PROBLEM DETAILS – Convert everything in the records from the line containing "query | utility pole" down to the line containing "<point>8,120</point>", both included, into a JSON list of strings with one string per line. Leave out blank lines.

MATERIAL SHOWN –

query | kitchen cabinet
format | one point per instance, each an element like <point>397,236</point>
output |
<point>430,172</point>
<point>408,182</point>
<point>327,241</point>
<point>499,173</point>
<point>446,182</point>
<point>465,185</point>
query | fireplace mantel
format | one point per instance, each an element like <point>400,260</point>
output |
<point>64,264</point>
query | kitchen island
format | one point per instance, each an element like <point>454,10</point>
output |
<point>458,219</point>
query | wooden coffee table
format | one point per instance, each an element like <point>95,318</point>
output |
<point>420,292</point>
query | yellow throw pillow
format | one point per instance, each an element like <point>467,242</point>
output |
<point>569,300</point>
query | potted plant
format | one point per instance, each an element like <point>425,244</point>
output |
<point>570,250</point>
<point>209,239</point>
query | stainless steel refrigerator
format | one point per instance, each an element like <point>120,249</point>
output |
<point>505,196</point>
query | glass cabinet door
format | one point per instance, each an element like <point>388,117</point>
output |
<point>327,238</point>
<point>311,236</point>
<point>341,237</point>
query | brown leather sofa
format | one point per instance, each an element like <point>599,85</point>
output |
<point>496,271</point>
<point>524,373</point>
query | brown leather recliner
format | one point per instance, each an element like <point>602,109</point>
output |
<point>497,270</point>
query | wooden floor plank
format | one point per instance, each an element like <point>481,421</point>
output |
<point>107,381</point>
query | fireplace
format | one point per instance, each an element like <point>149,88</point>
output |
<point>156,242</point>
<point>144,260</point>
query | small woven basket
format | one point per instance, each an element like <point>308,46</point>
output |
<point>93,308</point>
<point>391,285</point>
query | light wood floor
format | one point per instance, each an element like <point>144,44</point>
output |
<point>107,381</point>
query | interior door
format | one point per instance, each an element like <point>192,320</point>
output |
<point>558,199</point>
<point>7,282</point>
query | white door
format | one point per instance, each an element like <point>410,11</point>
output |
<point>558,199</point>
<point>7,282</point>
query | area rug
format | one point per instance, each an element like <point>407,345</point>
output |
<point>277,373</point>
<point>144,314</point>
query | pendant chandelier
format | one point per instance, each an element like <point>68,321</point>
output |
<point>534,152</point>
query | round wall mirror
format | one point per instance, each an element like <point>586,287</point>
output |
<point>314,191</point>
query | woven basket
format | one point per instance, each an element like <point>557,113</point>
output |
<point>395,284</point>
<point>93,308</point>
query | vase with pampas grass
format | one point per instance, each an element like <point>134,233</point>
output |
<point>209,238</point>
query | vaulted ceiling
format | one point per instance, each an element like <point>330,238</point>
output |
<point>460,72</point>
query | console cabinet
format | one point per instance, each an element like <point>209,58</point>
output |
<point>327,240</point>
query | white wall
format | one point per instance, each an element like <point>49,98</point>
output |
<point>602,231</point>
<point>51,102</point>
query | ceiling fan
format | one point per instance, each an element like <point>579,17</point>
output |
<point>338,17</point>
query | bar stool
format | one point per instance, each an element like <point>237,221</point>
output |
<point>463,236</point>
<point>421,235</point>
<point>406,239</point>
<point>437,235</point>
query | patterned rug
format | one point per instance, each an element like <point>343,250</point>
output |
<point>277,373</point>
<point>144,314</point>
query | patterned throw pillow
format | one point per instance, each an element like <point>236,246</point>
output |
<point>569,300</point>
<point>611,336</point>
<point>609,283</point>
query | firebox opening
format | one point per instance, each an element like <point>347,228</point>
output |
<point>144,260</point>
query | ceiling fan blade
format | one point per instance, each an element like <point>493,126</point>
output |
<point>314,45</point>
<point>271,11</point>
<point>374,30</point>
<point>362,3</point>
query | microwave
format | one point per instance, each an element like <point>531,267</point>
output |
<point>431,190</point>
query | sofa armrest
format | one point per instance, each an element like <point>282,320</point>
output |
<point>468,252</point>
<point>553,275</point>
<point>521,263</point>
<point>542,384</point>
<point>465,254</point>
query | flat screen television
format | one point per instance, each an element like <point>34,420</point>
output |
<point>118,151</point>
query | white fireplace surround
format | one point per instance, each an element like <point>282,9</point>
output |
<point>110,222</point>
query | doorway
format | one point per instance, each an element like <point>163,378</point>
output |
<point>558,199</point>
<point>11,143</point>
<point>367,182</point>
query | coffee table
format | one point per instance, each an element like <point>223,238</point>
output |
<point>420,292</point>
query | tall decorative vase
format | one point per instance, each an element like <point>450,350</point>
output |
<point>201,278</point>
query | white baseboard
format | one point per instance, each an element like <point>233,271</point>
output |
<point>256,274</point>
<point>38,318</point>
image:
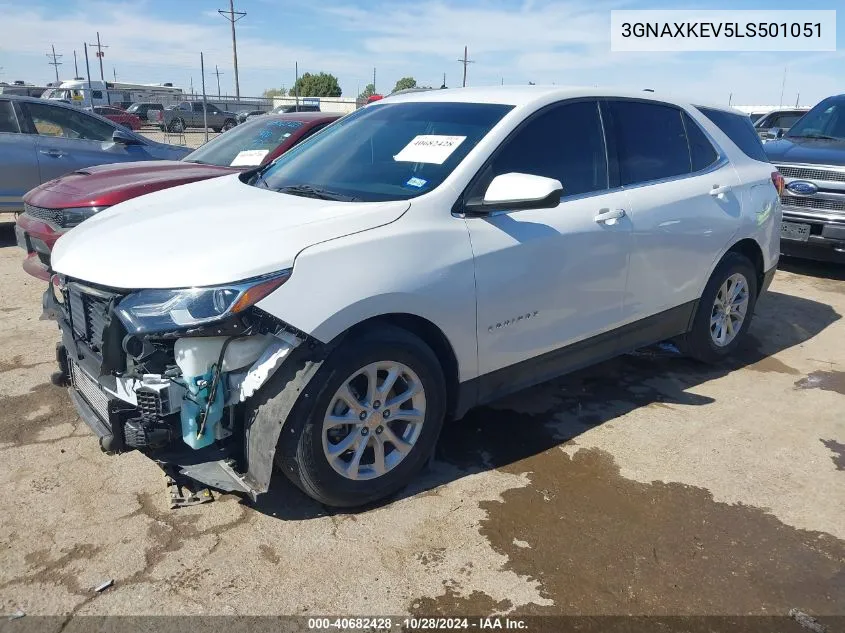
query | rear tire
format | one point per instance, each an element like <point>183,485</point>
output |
<point>339,445</point>
<point>724,311</point>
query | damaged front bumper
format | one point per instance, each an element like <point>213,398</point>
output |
<point>131,407</point>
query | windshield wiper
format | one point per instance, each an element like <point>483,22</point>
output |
<point>309,191</point>
<point>821,136</point>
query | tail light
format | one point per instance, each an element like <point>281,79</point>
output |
<point>778,182</point>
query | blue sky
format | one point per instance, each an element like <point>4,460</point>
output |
<point>515,41</point>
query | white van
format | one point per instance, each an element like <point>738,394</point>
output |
<point>95,93</point>
<point>423,255</point>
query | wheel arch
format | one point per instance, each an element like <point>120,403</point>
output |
<point>751,250</point>
<point>431,335</point>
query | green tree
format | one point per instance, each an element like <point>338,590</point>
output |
<point>273,92</point>
<point>368,92</point>
<point>404,84</point>
<point>322,85</point>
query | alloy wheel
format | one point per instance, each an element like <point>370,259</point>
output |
<point>729,310</point>
<point>373,420</point>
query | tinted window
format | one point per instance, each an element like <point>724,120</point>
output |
<point>739,129</point>
<point>826,119</point>
<point>67,122</point>
<point>390,151</point>
<point>650,141</point>
<point>246,145</point>
<point>702,152</point>
<point>565,143</point>
<point>8,121</point>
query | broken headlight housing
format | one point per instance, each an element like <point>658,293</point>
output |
<point>161,310</point>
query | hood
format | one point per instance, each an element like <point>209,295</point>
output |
<point>813,151</point>
<point>206,233</point>
<point>107,185</point>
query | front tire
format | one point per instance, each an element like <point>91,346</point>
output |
<point>724,311</point>
<point>368,420</point>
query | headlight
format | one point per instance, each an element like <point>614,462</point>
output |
<point>76,216</point>
<point>163,310</point>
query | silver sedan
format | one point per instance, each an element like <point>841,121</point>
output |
<point>41,140</point>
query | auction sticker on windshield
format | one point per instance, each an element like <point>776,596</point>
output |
<point>429,148</point>
<point>249,158</point>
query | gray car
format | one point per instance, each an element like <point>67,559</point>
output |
<point>42,140</point>
<point>189,114</point>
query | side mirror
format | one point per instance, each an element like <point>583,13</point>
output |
<point>515,191</point>
<point>124,138</point>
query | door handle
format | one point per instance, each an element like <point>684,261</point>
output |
<point>609,216</point>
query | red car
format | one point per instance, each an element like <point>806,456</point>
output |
<point>121,117</point>
<point>57,206</point>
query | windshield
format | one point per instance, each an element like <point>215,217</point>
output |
<point>391,151</point>
<point>246,145</point>
<point>826,120</point>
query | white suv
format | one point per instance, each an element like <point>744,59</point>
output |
<point>421,256</point>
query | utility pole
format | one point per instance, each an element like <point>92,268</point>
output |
<point>204,105</point>
<point>218,73</point>
<point>233,16</point>
<point>465,61</point>
<point>100,55</point>
<point>55,63</point>
<point>88,75</point>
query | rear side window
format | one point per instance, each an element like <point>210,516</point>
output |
<point>565,143</point>
<point>702,152</point>
<point>650,140</point>
<point>739,129</point>
<point>8,120</point>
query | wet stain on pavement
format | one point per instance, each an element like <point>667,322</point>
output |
<point>824,380</point>
<point>600,543</point>
<point>838,450</point>
<point>19,426</point>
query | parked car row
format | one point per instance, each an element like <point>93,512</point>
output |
<point>55,207</point>
<point>325,311</point>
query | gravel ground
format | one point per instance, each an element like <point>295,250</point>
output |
<point>191,138</point>
<point>646,485</point>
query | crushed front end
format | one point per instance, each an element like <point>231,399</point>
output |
<point>146,373</point>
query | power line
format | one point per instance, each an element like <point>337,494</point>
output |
<point>231,16</point>
<point>465,61</point>
<point>55,63</point>
<point>218,73</point>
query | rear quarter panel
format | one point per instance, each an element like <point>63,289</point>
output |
<point>761,212</point>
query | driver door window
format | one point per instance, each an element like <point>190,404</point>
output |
<point>565,143</point>
<point>546,278</point>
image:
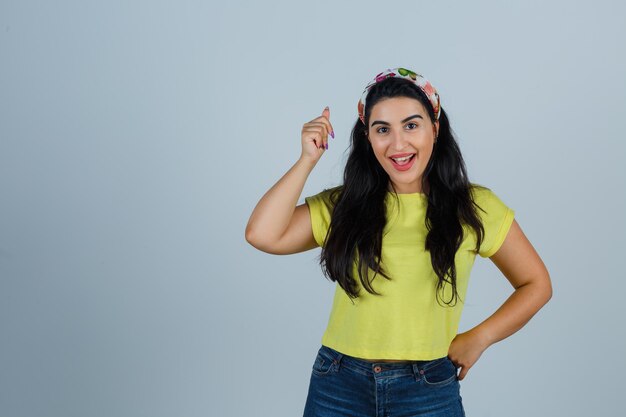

PROBLEM SOLUTION –
[
  "query | utility pole",
  "format | one point per instance, each an element like <point>92,268</point>",
  "output |",
  "<point>204,105</point>",
  "<point>218,73</point>",
  "<point>233,16</point>",
  "<point>465,61</point>",
  "<point>100,55</point>",
  "<point>55,63</point>",
  "<point>88,75</point>",
  "query | rear side window",
  "format | one point per instance, each an element like <point>210,516</point>",
  "output |",
  "<point>565,143</point>",
  "<point>702,152</point>",
  "<point>650,140</point>",
  "<point>739,129</point>",
  "<point>8,120</point>"
]